• Records from a data collection:
Content starts

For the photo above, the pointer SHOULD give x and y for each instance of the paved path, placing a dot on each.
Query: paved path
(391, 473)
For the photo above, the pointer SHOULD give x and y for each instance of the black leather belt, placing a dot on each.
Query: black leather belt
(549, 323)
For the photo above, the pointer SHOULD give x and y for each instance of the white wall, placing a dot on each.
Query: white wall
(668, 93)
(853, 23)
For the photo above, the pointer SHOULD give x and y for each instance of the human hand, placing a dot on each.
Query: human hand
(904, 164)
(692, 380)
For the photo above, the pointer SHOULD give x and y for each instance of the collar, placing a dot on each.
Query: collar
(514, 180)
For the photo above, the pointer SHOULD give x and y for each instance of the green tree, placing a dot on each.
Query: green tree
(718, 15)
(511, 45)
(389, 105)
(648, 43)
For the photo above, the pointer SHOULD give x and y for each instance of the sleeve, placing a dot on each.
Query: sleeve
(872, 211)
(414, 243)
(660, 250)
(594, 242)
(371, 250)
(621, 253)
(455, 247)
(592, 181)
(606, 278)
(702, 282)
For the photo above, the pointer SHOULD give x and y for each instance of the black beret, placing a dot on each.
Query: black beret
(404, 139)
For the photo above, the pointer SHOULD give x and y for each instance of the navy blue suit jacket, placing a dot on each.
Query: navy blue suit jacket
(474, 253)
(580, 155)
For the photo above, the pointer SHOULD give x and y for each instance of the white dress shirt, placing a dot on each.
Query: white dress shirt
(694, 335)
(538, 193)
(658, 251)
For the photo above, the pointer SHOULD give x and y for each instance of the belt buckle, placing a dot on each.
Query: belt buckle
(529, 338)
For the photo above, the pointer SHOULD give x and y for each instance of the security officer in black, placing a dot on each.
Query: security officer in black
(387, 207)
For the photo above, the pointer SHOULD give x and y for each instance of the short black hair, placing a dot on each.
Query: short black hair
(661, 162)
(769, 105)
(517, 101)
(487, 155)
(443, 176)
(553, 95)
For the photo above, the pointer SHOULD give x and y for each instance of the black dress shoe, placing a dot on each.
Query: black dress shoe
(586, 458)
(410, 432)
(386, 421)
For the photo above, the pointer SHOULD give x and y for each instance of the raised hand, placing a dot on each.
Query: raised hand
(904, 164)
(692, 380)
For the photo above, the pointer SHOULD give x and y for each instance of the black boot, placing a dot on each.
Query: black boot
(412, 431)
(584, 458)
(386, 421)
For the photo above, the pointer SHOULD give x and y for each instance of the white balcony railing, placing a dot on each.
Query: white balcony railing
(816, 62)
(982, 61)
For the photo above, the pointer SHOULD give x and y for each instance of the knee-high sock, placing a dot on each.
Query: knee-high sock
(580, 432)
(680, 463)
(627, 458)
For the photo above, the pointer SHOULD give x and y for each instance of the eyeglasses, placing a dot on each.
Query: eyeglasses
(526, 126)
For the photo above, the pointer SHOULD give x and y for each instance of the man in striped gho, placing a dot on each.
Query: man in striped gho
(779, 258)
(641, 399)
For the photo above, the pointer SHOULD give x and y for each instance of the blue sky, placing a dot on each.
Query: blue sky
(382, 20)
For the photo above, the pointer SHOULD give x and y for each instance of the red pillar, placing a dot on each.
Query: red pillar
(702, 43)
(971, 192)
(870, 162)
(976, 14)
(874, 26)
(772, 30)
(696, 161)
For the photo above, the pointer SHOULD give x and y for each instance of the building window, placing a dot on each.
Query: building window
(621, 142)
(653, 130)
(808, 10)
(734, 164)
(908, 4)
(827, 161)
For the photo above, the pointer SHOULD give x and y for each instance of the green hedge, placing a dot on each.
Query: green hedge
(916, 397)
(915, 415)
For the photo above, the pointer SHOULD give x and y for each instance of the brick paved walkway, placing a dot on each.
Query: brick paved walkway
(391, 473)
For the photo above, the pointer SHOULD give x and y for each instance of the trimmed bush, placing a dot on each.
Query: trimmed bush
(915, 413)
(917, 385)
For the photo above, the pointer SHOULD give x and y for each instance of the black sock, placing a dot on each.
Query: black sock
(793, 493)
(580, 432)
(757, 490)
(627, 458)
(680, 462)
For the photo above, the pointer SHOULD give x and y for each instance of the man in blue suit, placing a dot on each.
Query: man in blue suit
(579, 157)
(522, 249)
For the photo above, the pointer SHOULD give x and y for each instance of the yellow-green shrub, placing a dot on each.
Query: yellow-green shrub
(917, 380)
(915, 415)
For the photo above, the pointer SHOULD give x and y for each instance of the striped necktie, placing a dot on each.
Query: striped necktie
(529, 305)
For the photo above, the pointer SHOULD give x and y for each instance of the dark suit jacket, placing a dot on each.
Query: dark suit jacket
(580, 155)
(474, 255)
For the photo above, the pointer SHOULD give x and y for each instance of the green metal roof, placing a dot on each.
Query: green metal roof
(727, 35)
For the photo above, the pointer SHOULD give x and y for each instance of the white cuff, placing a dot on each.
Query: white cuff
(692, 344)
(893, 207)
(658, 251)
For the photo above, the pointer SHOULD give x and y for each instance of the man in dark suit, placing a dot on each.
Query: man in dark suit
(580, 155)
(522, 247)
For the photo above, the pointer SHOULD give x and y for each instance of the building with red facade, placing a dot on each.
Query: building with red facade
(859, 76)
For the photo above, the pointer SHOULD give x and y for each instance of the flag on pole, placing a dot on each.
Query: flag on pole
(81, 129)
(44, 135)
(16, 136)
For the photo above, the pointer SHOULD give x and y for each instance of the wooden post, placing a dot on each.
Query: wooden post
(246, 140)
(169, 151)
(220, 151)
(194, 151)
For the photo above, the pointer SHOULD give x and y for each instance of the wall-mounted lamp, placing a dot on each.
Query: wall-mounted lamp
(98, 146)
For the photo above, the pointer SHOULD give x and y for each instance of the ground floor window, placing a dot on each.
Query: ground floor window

Content ends

• Exercise brief:
Your reply must be one number: the count of lines in the records above that contain the string "floor".

• Written response:
2